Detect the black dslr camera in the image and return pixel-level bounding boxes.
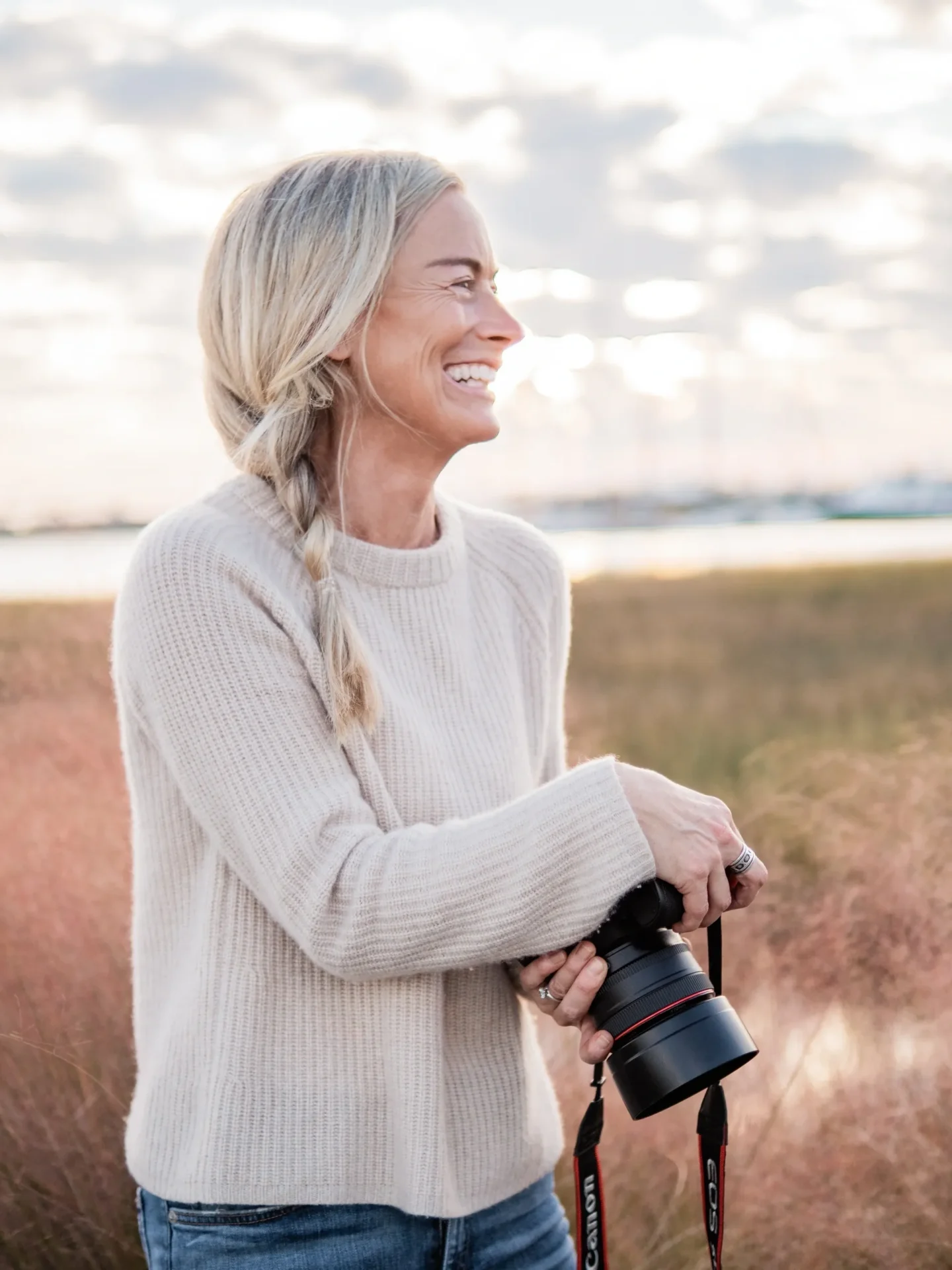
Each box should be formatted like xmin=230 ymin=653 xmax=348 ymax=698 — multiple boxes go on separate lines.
xmin=526 ymin=880 xmax=758 ymax=1120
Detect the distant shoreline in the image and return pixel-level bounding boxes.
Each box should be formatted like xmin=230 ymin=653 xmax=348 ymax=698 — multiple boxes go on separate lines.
xmin=0 ymin=515 xmax=952 ymax=601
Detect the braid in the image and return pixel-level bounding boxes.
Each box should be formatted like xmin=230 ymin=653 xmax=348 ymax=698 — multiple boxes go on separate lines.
xmin=198 ymin=151 xmax=459 ymax=739
xmin=240 ymin=391 xmax=379 ymax=739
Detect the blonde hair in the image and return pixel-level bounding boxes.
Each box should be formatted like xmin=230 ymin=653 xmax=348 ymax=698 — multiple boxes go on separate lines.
xmin=198 ymin=150 xmax=461 ymax=739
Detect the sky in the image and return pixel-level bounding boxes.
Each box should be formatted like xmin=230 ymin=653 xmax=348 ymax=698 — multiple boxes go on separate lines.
xmin=0 ymin=0 xmax=952 ymax=529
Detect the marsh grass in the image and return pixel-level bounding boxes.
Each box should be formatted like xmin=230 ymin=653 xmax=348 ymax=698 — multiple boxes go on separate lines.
xmin=0 ymin=565 xmax=952 ymax=1270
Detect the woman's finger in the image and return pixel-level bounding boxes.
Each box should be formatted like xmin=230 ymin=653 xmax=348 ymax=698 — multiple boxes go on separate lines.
xmin=549 ymin=956 xmax=608 ymax=1027
xmin=701 ymin=868 xmax=734 ymax=926
xmin=731 ymin=860 xmax=767 ymax=908
xmin=672 ymin=878 xmax=707 ymax=932
xmin=546 ymin=940 xmax=595 ymax=1013
xmin=579 ymin=1015 xmax=614 ymax=1063
xmin=519 ymin=949 xmax=565 ymax=993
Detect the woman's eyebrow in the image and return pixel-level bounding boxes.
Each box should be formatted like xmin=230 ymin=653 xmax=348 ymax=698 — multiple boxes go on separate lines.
xmin=426 ymin=255 xmax=499 ymax=278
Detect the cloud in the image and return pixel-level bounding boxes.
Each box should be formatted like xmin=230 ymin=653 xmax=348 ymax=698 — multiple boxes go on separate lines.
xmin=0 ymin=0 xmax=952 ymax=519
xmin=716 ymin=137 xmax=873 ymax=203
xmin=80 ymin=48 xmax=251 ymax=126
xmin=0 ymin=149 xmax=120 ymax=207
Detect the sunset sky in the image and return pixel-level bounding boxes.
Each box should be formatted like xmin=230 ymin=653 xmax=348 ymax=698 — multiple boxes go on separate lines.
xmin=0 ymin=0 xmax=952 ymax=527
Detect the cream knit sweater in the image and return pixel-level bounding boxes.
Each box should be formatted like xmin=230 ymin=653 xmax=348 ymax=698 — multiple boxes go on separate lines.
xmin=113 ymin=476 xmax=654 ymax=1216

+===+

▶ _Exercise objective_: Rewrite the material from the line with "Detect the cream" through the end, including the requests, with each bounding-box coordinate in the answers multiplied by 0.45 and rounded to a whole number, halves up. Leave the numbers in the requests and their format sample unchanged.

▶ _Correct output_:
Detect the cream knit sweater in the image and return pixel-level bounding boxes.
Each box should be formatted like xmin=230 ymin=653 xmax=348 ymax=698 — multiple boxes go on separate lines.
xmin=51 ymin=214 xmax=294 ymax=547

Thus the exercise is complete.